§ **Supplied data**
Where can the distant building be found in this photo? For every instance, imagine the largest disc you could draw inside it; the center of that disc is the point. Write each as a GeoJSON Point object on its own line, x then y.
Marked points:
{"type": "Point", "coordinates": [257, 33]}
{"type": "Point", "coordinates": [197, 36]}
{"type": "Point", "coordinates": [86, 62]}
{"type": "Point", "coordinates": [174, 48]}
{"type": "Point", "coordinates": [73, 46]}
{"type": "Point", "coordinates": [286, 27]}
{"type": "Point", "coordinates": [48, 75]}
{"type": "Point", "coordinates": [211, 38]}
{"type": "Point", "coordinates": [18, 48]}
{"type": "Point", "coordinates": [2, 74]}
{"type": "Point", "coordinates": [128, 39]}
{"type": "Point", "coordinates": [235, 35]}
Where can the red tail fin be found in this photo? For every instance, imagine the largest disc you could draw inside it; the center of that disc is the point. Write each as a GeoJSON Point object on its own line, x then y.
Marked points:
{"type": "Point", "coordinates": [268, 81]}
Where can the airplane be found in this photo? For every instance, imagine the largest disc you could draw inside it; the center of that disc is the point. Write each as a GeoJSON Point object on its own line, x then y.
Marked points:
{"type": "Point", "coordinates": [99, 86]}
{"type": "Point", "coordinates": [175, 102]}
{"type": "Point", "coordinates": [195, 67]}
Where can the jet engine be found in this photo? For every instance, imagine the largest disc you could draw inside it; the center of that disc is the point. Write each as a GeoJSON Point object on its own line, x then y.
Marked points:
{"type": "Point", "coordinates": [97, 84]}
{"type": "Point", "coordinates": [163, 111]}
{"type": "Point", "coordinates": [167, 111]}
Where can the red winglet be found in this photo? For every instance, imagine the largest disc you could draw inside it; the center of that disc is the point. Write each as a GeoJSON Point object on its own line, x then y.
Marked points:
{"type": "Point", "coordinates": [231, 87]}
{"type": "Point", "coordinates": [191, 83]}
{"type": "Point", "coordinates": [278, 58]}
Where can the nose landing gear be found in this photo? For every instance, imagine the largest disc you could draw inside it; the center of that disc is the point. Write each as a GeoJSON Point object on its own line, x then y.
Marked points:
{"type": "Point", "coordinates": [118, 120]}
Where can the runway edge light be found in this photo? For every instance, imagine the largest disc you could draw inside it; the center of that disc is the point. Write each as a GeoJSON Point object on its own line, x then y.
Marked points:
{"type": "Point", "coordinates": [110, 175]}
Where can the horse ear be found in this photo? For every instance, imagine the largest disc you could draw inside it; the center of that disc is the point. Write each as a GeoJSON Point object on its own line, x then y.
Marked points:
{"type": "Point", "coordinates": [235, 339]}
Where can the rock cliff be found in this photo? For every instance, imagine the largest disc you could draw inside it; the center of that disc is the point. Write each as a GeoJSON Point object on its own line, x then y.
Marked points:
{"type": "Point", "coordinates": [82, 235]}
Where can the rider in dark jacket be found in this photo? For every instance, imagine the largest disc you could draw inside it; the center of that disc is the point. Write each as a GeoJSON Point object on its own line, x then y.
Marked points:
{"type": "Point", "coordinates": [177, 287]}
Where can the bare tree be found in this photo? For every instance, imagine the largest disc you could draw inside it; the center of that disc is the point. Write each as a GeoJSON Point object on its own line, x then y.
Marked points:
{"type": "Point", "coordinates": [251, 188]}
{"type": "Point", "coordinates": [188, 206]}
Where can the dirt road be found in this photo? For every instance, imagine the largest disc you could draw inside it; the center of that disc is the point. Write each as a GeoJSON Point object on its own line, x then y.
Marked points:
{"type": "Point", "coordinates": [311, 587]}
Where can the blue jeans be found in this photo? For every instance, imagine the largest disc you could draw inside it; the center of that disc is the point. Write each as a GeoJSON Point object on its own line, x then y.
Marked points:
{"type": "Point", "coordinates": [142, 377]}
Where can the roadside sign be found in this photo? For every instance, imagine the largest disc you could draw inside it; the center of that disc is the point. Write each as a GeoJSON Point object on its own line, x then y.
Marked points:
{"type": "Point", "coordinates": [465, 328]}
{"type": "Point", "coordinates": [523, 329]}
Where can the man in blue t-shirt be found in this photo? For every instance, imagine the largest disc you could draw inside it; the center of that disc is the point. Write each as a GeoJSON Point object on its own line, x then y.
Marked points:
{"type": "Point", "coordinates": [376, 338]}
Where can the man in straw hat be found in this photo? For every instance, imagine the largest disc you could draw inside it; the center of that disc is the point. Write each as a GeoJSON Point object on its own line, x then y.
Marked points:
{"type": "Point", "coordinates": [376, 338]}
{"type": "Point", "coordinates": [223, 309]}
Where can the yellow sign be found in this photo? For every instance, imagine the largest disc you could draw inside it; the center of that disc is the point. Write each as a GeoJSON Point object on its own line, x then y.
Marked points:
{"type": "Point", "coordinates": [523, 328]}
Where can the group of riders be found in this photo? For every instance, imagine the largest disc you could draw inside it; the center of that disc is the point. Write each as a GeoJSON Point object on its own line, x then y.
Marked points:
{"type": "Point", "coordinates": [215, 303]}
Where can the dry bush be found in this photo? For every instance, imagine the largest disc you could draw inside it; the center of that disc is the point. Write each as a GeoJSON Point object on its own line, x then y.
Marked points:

§ **What to produce**
Copy all of the entries above exactly as shown.

§ **Solution for this task**
Where can the distant building be found in this photo? For every instance, imagine the largest disc you could draw inside it; the center of that disc is the point. Write each as a GeoJSON Point object on its own line, x then y.
Marked points:
{"type": "Point", "coordinates": [257, 33]}
{"type": "Point", "coordinates": [197, 36]}
{"type": "Point", "coordinates": [86, 62]}
{"type": "Point", "coordinates": [174, 48]}
{"type": "Point", "coordinates": [73, 46]}
{"type": "Point", "coordinates": [286, 27]}
{"type": "Point", "coordinates": [48, 75]}
{"type": "Point", "coordinates": [211, 38]}
{"type": "Point", "coordinates": [18, 48]}
{"type": "Point", "coordinates": [2, 74]}
{"type": "Point", "coordinates": [128, 39]}
{"type": "Point", "coordinates": [235, 35]}
Where can the red tail fin be found in this photo? For every instance, imagine the largest disc you could draw inside it; the center of that disc is the point. Write each as a GeoJSON Point object on its own line, x then y.
Marked points:
{"type": "Point", "coordinates": [268, 81]}
Where can the airplane be found in this photo? For every instance, imagine the largest disc you could draw inside it; the center of that disc is the point. Write each as a GeoJSON Point object on its own line, x then y.
Marked points:
{"type": "Point", "coordinates": [99, 86]}
{"type": "Point", "coordinates": [175, 102]}
{"type": "Point", "coordinates": [195, 67]}
Where can the jet engine be found in this photo? For every instance, imagine the largest disc you could draw inside it; the center of that disc is the point. Write each as a GeoJSON Point object on its own line, x then y.
Marked points:
{"type": "Point", "coordinates": [97, 84]}
{"type": "Point", "coordinates": [163, 111]}
{"type": "Point", "coordinates": [167, 111]}
Where can the red winglet be found in this photo? For every instance, imagine the largest disc you could draw inside it; the center of that disc is the point. Write each as a GeoJSON Point object on its own line, x then y.
Marked points:
{"type": "Point", "coordinates": [231, 87]}
{"type": "Point", "coordinates": [191, 83]}
{"type": "Point", "coordinates": [278, 58]}
Where can the nose landing gear be found in this photo? For every instance, imagine the largest disc you could draw inside it; the center of that disc is the point. Write each as a GeoJSON Point object on its own line, x then y.
Marked points:
{"type": "Point", "coordinates": [118, 120]}
Where can the runway edge light be found in this photo? For every instance, imagine the largest disc you could draw inside it; the center of that disc is the point. Write each as a GeoJSON Point object on its own line, x then y.
Marked points:
{"type": "Point", "coordinates": [110, 175]}
Where can the horse ear be found in this photo? For every instance, imagine the largest disc you could draw inside it; the center of that disc is the point. Write each as a GeoJSON Point object on its own line, x then y.
Marked points:
{"type": "Point", "coordinates": [235, 339]}
Where can the rock cliff be found in this photo? For every instance, imagine the largest disc you could draw inside it; the center of that disc is the point. Write each as a GeoJSON Point object on its own line, x then y.
Marked points:
{"type": "Point", "coordinates": [82, 235]}
Where can the rider in dark jacket be found in this photo? For every instance, imagine the largest disc you could draw inside it; the center of that disc is the point. Write each as a GeoJSON Point object on its own line, x then y.
Marked points:
{"type": "Point", "coordinates": [177, 287]}
Where can the bare tree be found in this photo? For every instance, imagine the largest disc you could draw inside it; the center of that disc is the point. Write each as a GeoJSON Point object on its own line, x then y.
Marked points:
{"type": "Point", "coordinates": [251, 188]}
{"type": "Point", "coordinates": [188, 206]}
Where can the dirt road be found in this photo? For every instance, imagine the largest disc you could draw inside it; the center of that disc is the point. Write each as a GeoJSON Point object on its own line, x then y.
Marked points:
{"type": "Point", "coordinates": [311, 587]}
Where can the blue jeans be found in this photo? For every instance, imagine the largest disc you could draw inside it; the center of that disc is the point. Write each as a GeoJSON Point object on its own line, x then y.
Marked points:
{"type": "Point", "coordinates": [142, 377]}
Where can the roadside sign be found in this photo? For every instance, imagine the largest disc you could draw inside it; the center of that disc is the point. Write each as a GeoJSON Point object on its own line, x then y.
Marked points:
{"type": "Point", "coordinates": [465, 328]}
{"type": "Point", "coordinates": [523, 329]}
Where can the man in blue t-shirt be found in this photo? For every instance, imagine the largest disc you could draw inside it; the center of that disc is the point. Write each as a GeoJSON Point object on its own line, x then y.
Marked points:
{"type": "Point", "coordinates": [376, 338]}
Where can the man in straw hat be found in this photo? For every instance, imagine the largest disc you could draw inside it; the center of that disc is the point. Write each as a GeoJSON Point object on its own line, x then y.
Marked points:
{"type": "Point", "coordinates": [376, 338]}
{"type": "Point", "coordinates": [223, 309]}
Where can the yellow sign be found in this photo? For every instance, imagine the largest disc you could draw inside it; the center of that disc is the point. Write each as a GeoJSON Point object on its own line, x then y.
Marked points:
{"type": "Point", "coordinates": [523, 328]}
Where can the group of riders be found in this photo? For every instance, imagine the largest disc you could draw inside it; the center of that disc is the point. Write each as a GeoJSON Point object on its own line, x then y.
Marked points:
{"type": "Point", "coordinates": [215, 303]}
Where can the dry bush be found in this photo? For every instance, imagine the largest disc you could draw inside it; the center of that disc is the point. Write each as a GeoJSON Point object on its own line, x then y.
Marked points:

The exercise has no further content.